#### Study text:
------------------------------------------------------------

This week -- and the past few months -- have seen an incredible surge of momentum for climate action around the world. Climate action is in the air.
"Much more work to be done, but change is going to come."
People, businesses, faith communities, and even some politicians, are showing that they are ready to turn away from fossil fuels and towards a 100% renewable energy future.I have a three-page list of accomplishments from outside this process, but since there's limited time, let me share just a few highlights.
First, the fossil fuel divestment campaign is on a winning streak.
Last week, Norway's $890 billion dollar government pension fund sold close to $9 billion worth of coal investments. In the last month, Oxford University, Edinburgh University, Georgetown University, the insurance company AXA and more, have also made divestment commitments with banks like Credit Agricole refusing to finance new coal. And campaigns continue to grow at hundreds more institutions around the world.
Businesses are also moving their money in the right direction. IKEA recently pledged EUR1 billion euro of climate finance. No offense to rich countries, but if a furniture store is making a EUR1 billion euro commitment, you could probably up your game.

------------------------------------------------------------

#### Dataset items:
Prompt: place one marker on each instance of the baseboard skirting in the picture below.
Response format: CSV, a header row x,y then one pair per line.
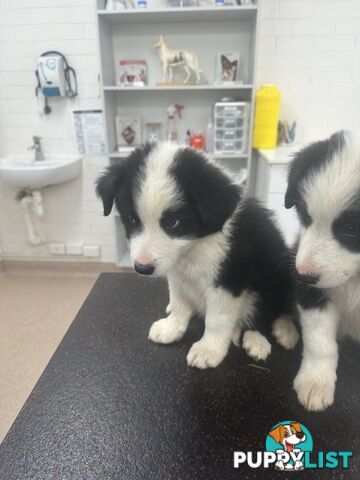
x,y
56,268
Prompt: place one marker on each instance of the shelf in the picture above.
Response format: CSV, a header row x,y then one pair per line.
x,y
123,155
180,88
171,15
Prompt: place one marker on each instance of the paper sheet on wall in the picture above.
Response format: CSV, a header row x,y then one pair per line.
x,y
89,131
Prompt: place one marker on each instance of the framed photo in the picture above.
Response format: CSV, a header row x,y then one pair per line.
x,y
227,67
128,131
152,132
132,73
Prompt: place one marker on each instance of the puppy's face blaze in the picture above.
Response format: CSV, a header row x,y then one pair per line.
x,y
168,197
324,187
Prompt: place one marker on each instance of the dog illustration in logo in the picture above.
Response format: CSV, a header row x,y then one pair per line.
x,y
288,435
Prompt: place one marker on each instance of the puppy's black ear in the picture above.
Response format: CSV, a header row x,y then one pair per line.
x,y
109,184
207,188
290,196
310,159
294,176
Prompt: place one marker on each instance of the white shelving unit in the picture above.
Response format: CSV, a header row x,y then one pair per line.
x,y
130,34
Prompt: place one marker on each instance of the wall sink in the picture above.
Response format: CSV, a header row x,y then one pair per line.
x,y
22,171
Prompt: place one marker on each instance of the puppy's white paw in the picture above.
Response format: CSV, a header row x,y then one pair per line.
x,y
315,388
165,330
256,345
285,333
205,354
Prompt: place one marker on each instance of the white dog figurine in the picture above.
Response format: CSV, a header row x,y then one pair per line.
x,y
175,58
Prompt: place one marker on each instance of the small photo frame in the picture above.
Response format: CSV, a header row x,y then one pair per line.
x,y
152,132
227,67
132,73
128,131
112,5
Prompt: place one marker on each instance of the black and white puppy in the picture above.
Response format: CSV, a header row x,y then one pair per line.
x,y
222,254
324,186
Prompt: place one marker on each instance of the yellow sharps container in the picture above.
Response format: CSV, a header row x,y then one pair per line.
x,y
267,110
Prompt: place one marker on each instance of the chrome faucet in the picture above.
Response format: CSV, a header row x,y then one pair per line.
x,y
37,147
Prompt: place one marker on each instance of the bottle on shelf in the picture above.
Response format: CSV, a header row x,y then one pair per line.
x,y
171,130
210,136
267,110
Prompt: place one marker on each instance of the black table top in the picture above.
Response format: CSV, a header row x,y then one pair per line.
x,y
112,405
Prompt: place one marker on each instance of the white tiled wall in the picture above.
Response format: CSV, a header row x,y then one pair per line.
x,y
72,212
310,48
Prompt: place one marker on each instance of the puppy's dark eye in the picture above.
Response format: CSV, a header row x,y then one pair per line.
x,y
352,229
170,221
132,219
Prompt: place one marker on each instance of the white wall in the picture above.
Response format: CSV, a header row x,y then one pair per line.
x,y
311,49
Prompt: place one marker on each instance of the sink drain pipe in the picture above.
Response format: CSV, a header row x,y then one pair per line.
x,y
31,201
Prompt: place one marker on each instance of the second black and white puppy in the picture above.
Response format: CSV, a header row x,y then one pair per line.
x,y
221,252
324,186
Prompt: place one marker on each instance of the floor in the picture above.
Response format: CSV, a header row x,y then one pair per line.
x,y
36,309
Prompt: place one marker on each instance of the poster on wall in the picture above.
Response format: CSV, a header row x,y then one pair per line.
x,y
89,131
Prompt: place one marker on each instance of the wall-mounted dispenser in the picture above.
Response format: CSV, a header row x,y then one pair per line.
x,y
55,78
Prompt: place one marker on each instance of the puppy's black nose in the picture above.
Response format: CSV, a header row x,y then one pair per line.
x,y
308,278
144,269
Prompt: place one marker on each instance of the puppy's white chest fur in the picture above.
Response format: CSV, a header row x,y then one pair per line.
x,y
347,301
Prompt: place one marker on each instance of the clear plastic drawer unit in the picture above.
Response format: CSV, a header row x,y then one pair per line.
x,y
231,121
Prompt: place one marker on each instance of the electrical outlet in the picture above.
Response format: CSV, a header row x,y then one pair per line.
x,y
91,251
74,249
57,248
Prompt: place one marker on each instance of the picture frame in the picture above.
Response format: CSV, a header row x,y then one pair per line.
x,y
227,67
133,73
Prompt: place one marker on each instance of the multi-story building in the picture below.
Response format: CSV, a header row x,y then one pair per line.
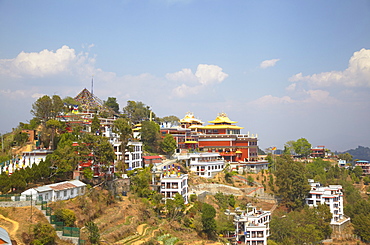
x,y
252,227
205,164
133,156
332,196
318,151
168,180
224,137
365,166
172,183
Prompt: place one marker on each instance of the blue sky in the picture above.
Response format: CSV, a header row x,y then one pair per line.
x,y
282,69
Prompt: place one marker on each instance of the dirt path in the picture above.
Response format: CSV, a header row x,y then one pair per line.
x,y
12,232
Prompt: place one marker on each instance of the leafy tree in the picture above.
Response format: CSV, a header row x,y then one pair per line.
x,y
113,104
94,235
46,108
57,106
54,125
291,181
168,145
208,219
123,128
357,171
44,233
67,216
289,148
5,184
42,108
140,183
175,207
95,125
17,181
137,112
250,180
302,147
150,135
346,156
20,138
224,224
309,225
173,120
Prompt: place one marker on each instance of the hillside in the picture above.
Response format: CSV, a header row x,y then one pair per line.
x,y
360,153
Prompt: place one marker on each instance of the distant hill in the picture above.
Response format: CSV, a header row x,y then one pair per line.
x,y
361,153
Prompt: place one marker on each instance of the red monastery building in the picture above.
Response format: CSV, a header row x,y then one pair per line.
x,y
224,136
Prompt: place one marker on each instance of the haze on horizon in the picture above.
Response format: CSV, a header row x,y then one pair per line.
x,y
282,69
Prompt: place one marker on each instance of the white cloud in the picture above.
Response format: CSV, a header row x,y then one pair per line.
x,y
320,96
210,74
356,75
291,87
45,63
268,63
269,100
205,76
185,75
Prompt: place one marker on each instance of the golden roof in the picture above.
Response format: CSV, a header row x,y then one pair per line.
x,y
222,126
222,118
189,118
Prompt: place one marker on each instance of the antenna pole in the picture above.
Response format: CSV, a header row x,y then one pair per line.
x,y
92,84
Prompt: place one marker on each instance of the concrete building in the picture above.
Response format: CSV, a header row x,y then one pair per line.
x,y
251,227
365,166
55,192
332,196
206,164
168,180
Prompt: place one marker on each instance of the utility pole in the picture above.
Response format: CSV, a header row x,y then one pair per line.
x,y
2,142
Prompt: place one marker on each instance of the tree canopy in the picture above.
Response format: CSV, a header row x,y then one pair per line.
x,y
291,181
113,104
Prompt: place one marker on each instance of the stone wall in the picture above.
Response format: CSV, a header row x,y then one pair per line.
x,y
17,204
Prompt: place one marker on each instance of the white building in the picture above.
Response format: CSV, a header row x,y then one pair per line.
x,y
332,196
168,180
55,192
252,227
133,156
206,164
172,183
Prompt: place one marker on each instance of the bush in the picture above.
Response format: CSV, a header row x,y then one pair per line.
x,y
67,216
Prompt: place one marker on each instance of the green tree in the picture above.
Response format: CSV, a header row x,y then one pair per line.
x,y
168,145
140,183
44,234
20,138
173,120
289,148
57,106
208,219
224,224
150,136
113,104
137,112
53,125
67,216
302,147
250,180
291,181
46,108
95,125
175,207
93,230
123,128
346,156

------------------------------------------------------------

#### Instructions:
a - Please update the climate action text, giving everything from "Businesses are also" down to "up your game." again with "furniture store" changed to "home furnishings retailer".
b - Translate this sentence from the climate action text into Spanish: "First, the fossil fuel divestment campaign is on a winning streak."

#### Answers given:
a -
Businesses are also moving their money in the right direction. IKEA recently pledged EUR1 billion euro of climate finance. No offense to rich countries, but if a home furnishings retailer is making a EUR1 billion euro commitment, you could probably up your game.

b - En primer lugar, la campaña de desinversión en combustibles fósiles está en racha ganadora.